→ **REQUIRED WORK**
Report each line in the rows below that contains the word "roof", copying every such line in full.

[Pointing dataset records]
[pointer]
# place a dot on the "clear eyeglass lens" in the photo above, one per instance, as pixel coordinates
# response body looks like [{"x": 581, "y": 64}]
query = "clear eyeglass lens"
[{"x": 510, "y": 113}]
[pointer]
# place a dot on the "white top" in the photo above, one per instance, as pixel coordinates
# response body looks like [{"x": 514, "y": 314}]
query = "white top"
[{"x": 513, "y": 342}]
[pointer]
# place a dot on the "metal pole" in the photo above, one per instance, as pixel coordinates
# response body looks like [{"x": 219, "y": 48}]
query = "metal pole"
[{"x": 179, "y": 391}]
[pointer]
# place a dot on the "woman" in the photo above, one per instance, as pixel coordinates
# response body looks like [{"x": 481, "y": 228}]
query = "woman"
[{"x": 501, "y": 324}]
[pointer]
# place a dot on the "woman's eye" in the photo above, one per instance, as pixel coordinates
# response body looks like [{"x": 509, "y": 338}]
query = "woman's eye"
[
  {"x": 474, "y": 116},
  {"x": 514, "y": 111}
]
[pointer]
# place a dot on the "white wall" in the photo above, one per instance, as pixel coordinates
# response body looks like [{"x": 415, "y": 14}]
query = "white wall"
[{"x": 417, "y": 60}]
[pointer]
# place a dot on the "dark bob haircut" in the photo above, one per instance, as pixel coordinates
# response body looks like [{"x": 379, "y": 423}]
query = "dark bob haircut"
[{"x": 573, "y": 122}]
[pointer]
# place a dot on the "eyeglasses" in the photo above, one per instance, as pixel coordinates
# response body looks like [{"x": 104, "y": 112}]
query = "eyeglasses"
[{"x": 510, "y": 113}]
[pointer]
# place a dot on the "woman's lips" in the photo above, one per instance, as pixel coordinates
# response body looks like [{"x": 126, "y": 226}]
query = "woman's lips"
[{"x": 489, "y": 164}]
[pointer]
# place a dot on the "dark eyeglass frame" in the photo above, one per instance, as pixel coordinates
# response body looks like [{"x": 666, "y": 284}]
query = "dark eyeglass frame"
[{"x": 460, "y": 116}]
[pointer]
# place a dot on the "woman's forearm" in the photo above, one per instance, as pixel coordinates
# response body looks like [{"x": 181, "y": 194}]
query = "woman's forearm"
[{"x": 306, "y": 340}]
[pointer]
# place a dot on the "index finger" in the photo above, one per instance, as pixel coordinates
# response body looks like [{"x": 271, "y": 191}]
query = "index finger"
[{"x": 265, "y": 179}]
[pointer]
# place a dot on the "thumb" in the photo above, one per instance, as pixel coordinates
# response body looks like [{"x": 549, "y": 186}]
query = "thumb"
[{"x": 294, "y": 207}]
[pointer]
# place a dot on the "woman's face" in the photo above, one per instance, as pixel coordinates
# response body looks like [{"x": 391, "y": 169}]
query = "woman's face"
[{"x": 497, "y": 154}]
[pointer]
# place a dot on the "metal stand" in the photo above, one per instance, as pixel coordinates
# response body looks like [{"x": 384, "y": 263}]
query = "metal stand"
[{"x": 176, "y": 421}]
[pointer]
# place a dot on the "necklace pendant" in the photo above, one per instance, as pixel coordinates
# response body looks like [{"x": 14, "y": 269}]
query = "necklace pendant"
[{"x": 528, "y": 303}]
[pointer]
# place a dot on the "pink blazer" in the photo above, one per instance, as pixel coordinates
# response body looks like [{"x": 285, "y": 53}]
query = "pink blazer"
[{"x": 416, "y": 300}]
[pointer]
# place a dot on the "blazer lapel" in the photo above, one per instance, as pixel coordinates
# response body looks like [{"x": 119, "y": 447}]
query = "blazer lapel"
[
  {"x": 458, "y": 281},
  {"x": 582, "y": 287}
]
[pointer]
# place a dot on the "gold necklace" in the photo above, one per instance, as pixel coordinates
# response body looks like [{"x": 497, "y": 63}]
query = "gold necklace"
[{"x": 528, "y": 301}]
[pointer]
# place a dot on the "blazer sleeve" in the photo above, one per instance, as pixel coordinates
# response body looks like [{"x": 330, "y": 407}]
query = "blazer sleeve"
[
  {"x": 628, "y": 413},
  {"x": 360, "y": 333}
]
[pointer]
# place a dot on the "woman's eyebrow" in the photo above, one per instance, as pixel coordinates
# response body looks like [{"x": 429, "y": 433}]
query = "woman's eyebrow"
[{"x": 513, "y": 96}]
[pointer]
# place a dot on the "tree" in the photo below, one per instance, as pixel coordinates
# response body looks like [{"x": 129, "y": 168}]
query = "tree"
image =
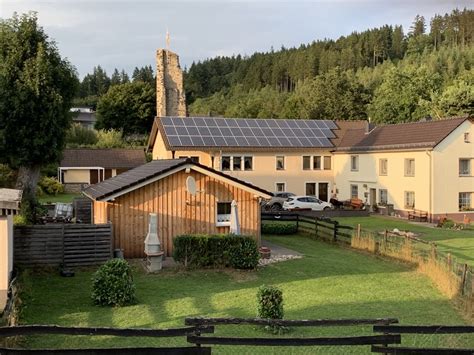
[
  {"x": 127, "y": 107},
  {"x": 36, "y": 91}
]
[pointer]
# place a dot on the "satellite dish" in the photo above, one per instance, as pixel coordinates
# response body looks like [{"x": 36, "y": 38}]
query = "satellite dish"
[{"x": 191, "y": 185}]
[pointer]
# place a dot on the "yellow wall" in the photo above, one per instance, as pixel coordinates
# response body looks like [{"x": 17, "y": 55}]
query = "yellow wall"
[
  {"x": 76, "y": 176},
  {"x": 395, "y": 181},
  {"x": 6, "y": 251},
  {"x": 447, "y": 183}
]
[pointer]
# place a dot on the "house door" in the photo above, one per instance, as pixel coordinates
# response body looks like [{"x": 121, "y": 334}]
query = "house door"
[
  {"x": 323, "y": 191},
  {"x": 373, "y": 197}
]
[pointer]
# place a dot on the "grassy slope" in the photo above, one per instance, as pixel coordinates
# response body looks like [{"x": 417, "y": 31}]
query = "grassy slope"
[
  {"x": 329, "y": 282},
  {"x": 459, "y": 243},
  {"x": 65, "y": 197}
]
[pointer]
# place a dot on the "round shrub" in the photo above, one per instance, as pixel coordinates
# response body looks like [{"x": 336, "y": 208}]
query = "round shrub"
[
  {"x": 269, "y": 302},
  {"x": 244, "y": 255},
  {"x": 112, "y": 284}
]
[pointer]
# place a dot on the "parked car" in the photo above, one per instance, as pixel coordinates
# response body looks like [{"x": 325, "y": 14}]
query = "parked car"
[
  {"x": 306, "y": 202},
  {"x": 276, "y": 202}
]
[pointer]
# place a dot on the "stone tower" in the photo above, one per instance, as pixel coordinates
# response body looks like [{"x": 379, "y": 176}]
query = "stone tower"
[{"x": 170, "y": 99}]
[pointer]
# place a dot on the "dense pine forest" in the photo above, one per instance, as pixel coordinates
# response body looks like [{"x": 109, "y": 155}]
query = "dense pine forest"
[{"x": 382, "y": 74}]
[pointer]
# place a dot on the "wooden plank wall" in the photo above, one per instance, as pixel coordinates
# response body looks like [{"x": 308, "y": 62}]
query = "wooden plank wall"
[
  {"x": 70, "y": 244},
  {"x": 178, "y": 211}
]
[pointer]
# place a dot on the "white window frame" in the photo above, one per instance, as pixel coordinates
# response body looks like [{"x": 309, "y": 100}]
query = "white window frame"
[
  {"x": 315, "y": 188},
  {"x": 357, "y": 188},
  {"x": 324, "y": 162},
  {"x": 224, "y": 220},
  {"x": 276, "y": 162},
  {"x": 468, "y": 173},
  {"x": 354, "y": 163},
  {"x": 381, "y": 194},
  {"x": 465, "y": 202},
  {"x": 407, "y": 166},
  {"x": 310, "y": 162},
  {"x": 321, "y": 161},
  {"x": 406, "y": 199},
  {"x": 383, "y": 166},
  {"x": 284, "y": 186}
]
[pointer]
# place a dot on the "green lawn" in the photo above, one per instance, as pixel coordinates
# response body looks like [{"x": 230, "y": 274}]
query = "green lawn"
[
  {"x": 459, "y": 243},
  {"x": 65, "y": 197},
  {"x": 329, "y": 282}
]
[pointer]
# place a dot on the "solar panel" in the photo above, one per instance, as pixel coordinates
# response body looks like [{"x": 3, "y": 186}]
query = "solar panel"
[{"x": 263, "y": 133}]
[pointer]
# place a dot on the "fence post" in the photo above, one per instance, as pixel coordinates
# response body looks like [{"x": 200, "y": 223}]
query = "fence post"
[{"x": 463, "y": 279}]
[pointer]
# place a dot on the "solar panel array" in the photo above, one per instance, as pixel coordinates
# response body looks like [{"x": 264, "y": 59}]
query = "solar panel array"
[{"x": 242, "y": 132}]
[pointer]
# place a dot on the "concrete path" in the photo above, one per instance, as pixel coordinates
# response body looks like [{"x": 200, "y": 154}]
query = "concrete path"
[{"x": 278, "y": 250}]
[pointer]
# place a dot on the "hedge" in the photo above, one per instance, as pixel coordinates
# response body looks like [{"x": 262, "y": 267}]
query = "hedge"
[
  {"x": 216, "y": 251},
  {"x": 279, "y": 228}
]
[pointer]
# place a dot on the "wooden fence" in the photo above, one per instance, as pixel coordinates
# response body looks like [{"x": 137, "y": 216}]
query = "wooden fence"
[
  {"x": 68, "y": 244},
  {"x": 197, "y": 329},
  {"x": 455, "y": 279},
  {"x": 318, "y": 227}
]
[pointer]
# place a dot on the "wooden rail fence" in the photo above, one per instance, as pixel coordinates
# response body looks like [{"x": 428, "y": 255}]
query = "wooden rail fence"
[
  {"x": 318, "y": 227},
  {"x": 197, "y": 328},
  {"x": 69, "y": 244}
]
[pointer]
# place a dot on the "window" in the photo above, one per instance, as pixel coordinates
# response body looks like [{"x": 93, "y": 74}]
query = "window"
[
  {"x": 327, "y": 163},
  {"x": 223, "y": 214},
  {"x": 280, "y": 163},
  {"x": 409, "y": 199},
  {"x": 464, "y": 167},
  {"x": 310, "y": 188},
  {"x": 317, "y": 163},
  {"x": 409, "y": 167},
  {"x": 465, "y": 201},
  {"x": 225, "y": 163},
  {"x": 248, "y": 163},
  {"x": 237, "y": 163},
  {"x": 354, "y": 191},
  {"x": 280, "y": 186},
  {"x": 383, "y": 166},
  {"x": 195, "y": 159},
  {"x": 354, "y": 163},
  {"x": 306, "y": 162}
]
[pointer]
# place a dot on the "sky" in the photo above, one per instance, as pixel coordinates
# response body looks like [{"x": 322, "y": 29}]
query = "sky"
[{"x": 125, "y": 34}]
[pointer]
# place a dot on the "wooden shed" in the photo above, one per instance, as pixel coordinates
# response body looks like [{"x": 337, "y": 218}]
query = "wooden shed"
[{"x": 161, "y": 187}]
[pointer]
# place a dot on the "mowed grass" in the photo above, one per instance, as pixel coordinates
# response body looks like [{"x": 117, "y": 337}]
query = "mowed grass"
[
  {"x": 329, "y": 282},
  {"x": 460, "y": 243},
  {"x": 64, "y": 198}
]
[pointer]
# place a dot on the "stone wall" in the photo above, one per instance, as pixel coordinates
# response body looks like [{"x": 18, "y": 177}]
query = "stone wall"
[{"x": 170, "y": 100}]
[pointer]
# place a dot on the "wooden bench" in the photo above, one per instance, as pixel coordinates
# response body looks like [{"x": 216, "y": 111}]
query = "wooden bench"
[{"x": 422, "y": 216}]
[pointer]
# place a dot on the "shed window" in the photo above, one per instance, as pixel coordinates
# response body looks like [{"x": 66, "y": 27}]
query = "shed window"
[{"x": 223, "y": 213}]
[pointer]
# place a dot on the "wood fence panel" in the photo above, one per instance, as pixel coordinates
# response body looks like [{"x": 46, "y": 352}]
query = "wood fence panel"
[{"x": 69, "y": 244}]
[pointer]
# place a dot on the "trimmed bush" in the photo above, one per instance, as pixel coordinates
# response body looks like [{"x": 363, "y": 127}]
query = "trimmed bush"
[
  {"x": 215, "y": 251},
  {"x": 269, "y": 302},
  {"x": 279, "y": 228},
  {"x": 112, "y": 284}
]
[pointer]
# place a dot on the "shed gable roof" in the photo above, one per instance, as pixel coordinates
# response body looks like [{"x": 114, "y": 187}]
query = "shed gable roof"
[
  {"x": 112, "y": 158},
  {"x": 152, "y": 171}
]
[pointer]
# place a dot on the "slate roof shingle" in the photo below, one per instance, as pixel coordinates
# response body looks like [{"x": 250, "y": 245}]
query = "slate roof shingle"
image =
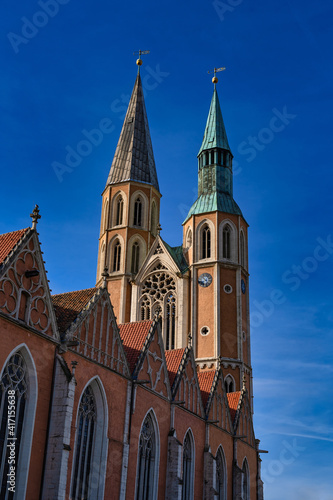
[
  {"x": 68, "y": 306},
  {"x": 8, "y": 242}
]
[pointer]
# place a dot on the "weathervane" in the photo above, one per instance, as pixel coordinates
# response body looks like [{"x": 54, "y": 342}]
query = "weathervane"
[
  {"x": 140, "y": 53},
  {"x": 215, "y": 70}
]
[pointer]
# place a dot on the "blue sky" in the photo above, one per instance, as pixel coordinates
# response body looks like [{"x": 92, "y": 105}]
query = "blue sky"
[{"x": 75, "y": 69}]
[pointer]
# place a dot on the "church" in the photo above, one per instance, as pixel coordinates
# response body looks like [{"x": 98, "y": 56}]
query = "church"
[{"x": 139, "y": 387}]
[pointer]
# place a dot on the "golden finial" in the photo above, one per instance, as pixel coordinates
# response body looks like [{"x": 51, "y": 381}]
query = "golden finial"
[
  {"x": 215, "y": 70},
  {"x": 140, "y": 52}
]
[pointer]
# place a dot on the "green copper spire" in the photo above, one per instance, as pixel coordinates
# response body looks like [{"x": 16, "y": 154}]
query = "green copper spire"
[
  {"x": 215, "y": 179},
  {"x": 215, "y": 134}
]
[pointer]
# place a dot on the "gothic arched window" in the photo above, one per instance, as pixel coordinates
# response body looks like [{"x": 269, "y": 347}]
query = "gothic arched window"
[
  {"x": 147, "y": 457},
  {"x": 220, "y": 482},
  {"x": 229, "y": 384},
  {"x": 13, "y": 397},
  {"x": 187, "y": 491},
  {"x": 205, "y": 243},
  {"x": 242, "y": 249},
  {"x": 135, "y": 258},
  {"x": 245, "y": 481},
  {"x": 84, "y": 445},
  {"x": 153, "y": 219},
  {"x": 119, "y": 211},
  {"x": 227, "y": 242},
  {"x": 170, "y": 322},
  {"x": 116, "y": 256},
  {"x": 137, "y": 221}
]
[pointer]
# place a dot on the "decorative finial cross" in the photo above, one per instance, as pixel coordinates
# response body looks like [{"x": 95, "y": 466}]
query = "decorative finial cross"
[
  {"x": 35, "y": 216},
  {"x": 215, "y": 70},
  {"x": 140, "y": 53},
  {"x": 244, "y": 381},
  {"x": 105, "y": 275}
]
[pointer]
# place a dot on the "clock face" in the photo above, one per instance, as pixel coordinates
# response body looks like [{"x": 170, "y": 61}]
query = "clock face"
[{"x": 205, "y": 279}]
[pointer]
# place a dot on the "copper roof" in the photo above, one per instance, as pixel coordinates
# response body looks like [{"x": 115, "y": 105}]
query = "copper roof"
[
  {"x": 206, "y": 379},
  {"x": 68, "y": 306},
  {"x": 233, "y": 400},
  {"x": 173, "y": 359},
  {"x": 133, "y": 336},
  {"x": 134, "y": 158},
  {"x": 8, "y": 242}
]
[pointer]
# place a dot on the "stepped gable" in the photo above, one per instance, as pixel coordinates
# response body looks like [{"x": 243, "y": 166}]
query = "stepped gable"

→ **COMPLETED TASK**
# place a dot on the "shed gable roof" in the photo above, one per instance, as pixel coordinates
query = "shed gable roof"
# place a dot on the "slate roof shingle" in the photo below, one per instance, as pixel coordinates
query = "slate roof shingle"
# place a dot on the "copper roof" in the photo above, one per instance, as pixel coordinates
query = "copper roof"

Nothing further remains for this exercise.